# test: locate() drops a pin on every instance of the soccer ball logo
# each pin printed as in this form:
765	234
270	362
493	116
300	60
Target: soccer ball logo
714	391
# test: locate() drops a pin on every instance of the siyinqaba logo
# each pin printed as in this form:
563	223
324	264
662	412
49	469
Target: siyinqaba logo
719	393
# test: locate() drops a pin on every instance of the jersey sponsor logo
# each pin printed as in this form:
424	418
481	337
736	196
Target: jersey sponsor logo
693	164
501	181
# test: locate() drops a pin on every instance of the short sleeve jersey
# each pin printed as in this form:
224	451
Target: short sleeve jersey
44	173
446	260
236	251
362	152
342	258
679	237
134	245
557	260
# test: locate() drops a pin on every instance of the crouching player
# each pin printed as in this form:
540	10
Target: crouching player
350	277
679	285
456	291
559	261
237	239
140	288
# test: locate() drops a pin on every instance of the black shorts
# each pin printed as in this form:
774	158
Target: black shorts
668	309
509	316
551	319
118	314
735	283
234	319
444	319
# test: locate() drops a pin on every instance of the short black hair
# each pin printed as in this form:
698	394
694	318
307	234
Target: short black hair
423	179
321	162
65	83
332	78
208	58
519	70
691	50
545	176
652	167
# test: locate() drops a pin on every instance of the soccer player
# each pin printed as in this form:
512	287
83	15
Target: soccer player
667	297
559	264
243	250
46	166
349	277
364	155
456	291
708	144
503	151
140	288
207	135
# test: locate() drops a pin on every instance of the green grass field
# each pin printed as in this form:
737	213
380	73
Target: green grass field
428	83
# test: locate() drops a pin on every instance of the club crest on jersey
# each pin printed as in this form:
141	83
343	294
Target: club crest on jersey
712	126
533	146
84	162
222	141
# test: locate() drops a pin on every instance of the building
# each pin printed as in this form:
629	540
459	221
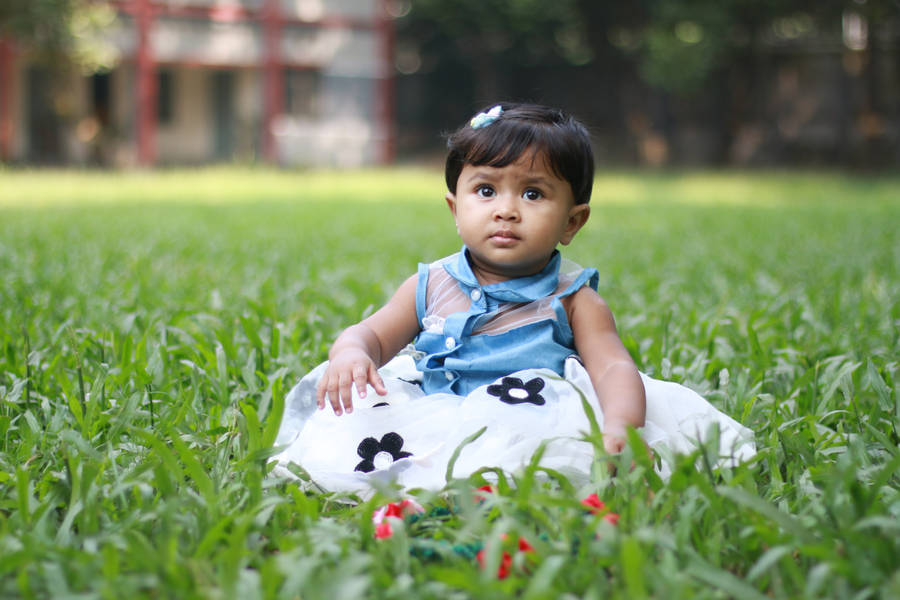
- - - - - - -
- Short exercise
Reproduce all of the records above line for line, without the pictures.

- Correct result
# test: locate() drops a pin on every instance of the soccer ball logo
# each pin printed as in this form:
765	234
270	362
493	116
300	60
Target: soccer ball logo
714	391
# test: locate() drops a pin on every instance of the siyinqaba logo
# each pin printed as in this form:
563	223
324	264
662	412
49	469
Target: siyinqaba logo
719	393
# test: locate() drops a pin on every instance of the jersey sponsor logo
# each pin printed as in this form:
424	418
481	337
736	196
Target: jersey sponsor logo
693	164
501	181
# test: locate() drops a pin on every instance of the short sleeve jersey
# each pin printed as in this form:
224	451
Target: short sleeve jersey
44	173
446	260
236	251
362	152
342	258
679	237
134	245
557	260
# test: locate() drops a pin on every instance of the crouching player
# each pin printed as in this form:
540	10
Target: crouching player
350	277
679	285
456	291
559	261
237	239
140	288
# test: locate() drops a pin on every instance of the black shorts
# each pin printed as in this form:
774	158
Target: black shorts
668	309
509	316
551	319
118	314
735	283
234	319
444	319
# test: locate() drops a pin on every instance of the short black hair
# each pin printed as in this form:
698	394
694	318
307	234
Target: short black hair
423	179
321	162
65	83
332	78
208	58
519	70
691	50
545	176
652	167
# test: locate() drops a pin on every instance of the soccer player
# each pin printed as in this form:
512	287
83	15
Target: soccer player
667	297
559	264
243	250
46	166
349	277
364	155
456	291
708	144
503	151
140	288
207	135
# test: locate() drops a pin on every instance of the green grass field
# each pin printed as in this form:
737	213
380	73
Target: green grass field
428	83
# test: locate() drops a pin on every instance of the club crest on jersey
# each pin printed as in this form:
141	83
343	294
Target: club crest on jersey
712	126
533	146
84	162
222	141
# test: locate() drops a pin on every instance of the building
# each pin printed as in this form:
629	540
459	221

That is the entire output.